■ Task statement: Find every line in the items below that contains the string "blue", and copy each of those lines in full. Case counts.

■ Given records:
────────────────────────────────────────

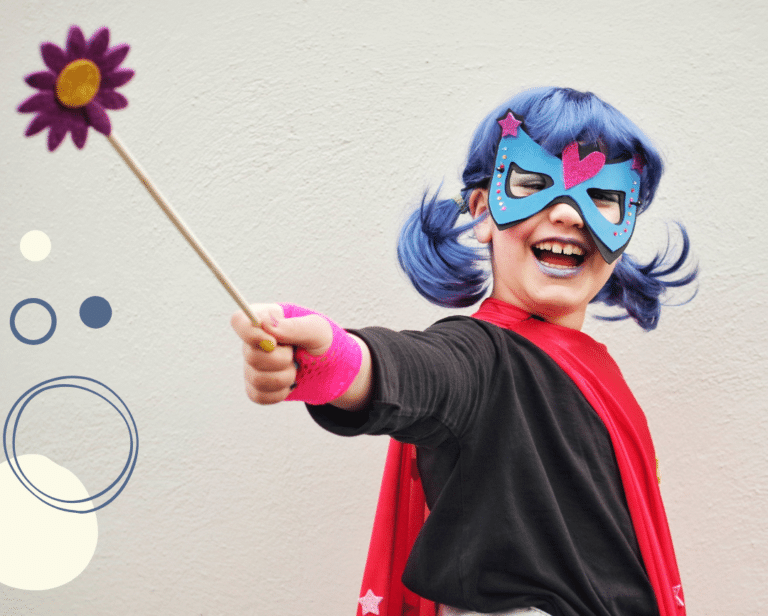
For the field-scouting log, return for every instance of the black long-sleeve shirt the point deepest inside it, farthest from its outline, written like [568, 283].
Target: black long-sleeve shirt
[526, 502]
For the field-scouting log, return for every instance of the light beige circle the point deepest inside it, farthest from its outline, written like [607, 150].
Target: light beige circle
[42, 547]
[35, 245]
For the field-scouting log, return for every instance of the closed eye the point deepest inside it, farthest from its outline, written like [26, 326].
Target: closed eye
[609, 203]
[521, 183]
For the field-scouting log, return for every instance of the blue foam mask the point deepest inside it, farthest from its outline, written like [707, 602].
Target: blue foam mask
[569, 178]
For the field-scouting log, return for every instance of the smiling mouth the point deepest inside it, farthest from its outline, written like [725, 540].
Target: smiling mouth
[560, 255]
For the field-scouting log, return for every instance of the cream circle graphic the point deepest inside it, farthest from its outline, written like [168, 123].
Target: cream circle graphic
[35, 245]
[43, 547]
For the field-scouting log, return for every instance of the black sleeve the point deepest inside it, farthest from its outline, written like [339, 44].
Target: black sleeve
[427, 386]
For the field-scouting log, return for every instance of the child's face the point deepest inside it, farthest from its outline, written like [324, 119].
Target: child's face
[547, 264]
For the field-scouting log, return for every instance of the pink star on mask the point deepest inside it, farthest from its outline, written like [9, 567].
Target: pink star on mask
[509, 125]
[370, 603]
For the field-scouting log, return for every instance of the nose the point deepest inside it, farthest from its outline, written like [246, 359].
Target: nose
[564, 213]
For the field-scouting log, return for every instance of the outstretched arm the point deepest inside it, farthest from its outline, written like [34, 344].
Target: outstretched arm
[270, 375]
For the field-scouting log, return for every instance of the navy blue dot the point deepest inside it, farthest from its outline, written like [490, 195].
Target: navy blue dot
[95, 312]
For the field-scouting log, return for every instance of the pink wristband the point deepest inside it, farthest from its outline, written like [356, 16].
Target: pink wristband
[323, 378]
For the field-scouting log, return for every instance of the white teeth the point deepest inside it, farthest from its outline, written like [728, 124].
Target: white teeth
[560, 248]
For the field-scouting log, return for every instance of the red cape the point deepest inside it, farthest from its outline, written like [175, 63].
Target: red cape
[401, 510]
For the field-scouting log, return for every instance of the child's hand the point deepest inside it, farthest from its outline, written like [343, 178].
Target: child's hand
[270, 375]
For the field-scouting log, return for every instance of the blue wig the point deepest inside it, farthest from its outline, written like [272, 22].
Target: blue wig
[450, 274]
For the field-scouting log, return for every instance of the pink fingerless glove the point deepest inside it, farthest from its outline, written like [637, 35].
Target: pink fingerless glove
[323, 378]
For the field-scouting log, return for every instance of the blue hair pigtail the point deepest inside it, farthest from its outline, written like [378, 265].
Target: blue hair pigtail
[442, 269]
[638, 288]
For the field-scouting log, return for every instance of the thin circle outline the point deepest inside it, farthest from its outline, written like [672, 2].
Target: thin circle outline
[44, 304]
[132, 457]
[13, 444]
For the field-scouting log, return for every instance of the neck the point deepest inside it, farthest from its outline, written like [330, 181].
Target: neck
[551, 314]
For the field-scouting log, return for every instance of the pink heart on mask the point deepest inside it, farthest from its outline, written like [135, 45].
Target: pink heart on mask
[576, 171]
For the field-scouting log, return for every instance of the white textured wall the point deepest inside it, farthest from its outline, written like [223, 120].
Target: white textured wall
[292, 136]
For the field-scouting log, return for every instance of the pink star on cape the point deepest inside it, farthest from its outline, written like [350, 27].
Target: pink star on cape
[370, 603]
[509, 125]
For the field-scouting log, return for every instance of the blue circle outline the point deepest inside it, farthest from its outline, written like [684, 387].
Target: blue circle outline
[34, 490]
[19, 306]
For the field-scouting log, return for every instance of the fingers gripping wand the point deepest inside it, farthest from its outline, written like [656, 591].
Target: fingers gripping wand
[74, 94]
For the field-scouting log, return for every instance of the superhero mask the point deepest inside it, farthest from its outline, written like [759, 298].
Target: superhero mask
[581, 177]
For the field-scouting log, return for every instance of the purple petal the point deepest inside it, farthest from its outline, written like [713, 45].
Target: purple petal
[98, 118]
[97, 44]
[113, 58]
[42, 101]
[43, 80]
[56, 136]
[110, 99]
[76, 42]
[79, 135]
[53, 56]
[117, 78]
[37, 124]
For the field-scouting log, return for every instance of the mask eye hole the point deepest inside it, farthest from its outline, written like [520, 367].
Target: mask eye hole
[522, 183]
[610, 203]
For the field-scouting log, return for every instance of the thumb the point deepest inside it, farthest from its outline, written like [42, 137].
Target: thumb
[311, 332]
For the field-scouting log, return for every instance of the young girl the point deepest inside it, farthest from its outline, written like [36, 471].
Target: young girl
[532, 454]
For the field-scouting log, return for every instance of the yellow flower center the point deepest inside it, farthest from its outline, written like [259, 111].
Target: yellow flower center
[78, 83]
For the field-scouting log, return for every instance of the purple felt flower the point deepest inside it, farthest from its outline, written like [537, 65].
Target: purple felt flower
[78, 87]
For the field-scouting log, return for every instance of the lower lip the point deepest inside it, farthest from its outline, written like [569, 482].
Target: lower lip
[558, 272]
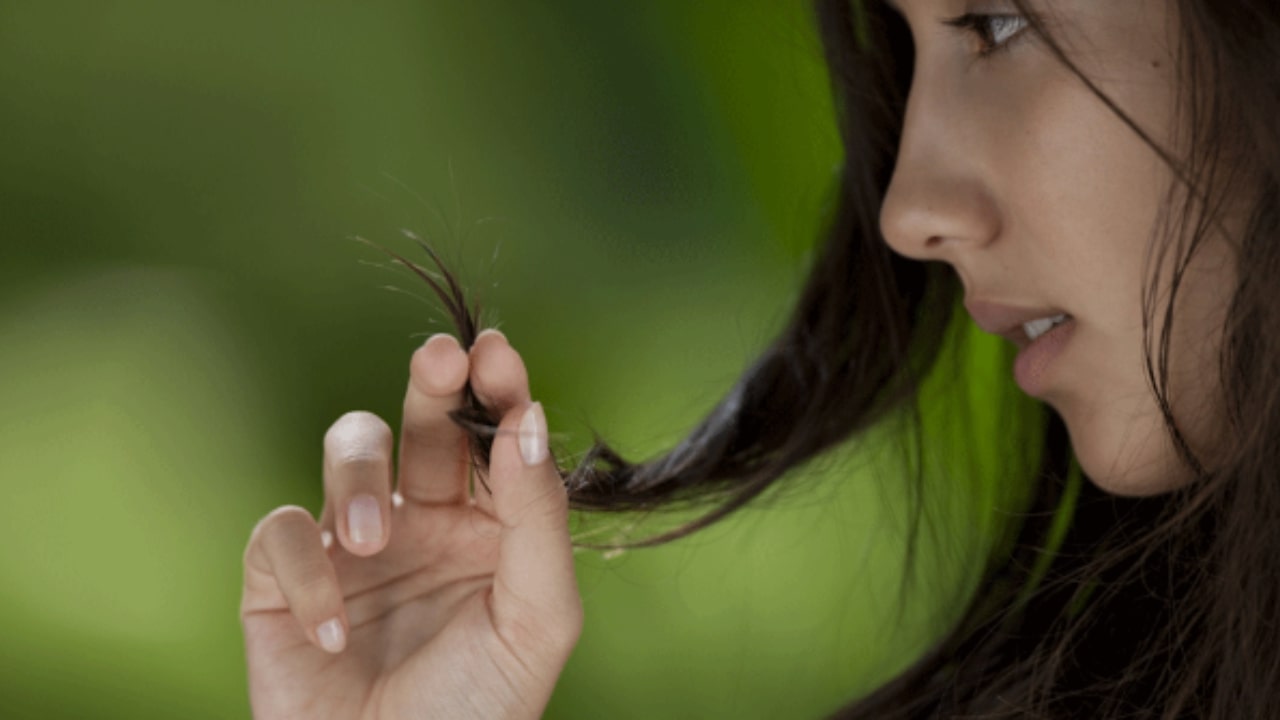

────────────────────────────────────────

■ Complete answer:
For the field-scouting log, return for every instance of the blue foam mask the point deepest inside it, farthest from its outline, written like [707, 602].
Target: blue foam mask
For the field-scouting log, return for every instance of the navy blue dot the point deepest inside it, farthest from its outline, written like [490, 195].
Target: navy blue dot
For the field-scouting log, return for every instance of the blue wig the point deepest inside it, farthest from its outline, written like [272, 22].
Target: blue wig
For the field-scouting log, return for every instance of the blue hair pigtail the point deepest inside it, farthest from its outline, written like [378, 265].
Target: blue hair pigtail
For the field-scouting log, return for every instance of the blue circle outline the point deepest inside it, farthest from its outline, written like [684, 387].
Target: blue circle outline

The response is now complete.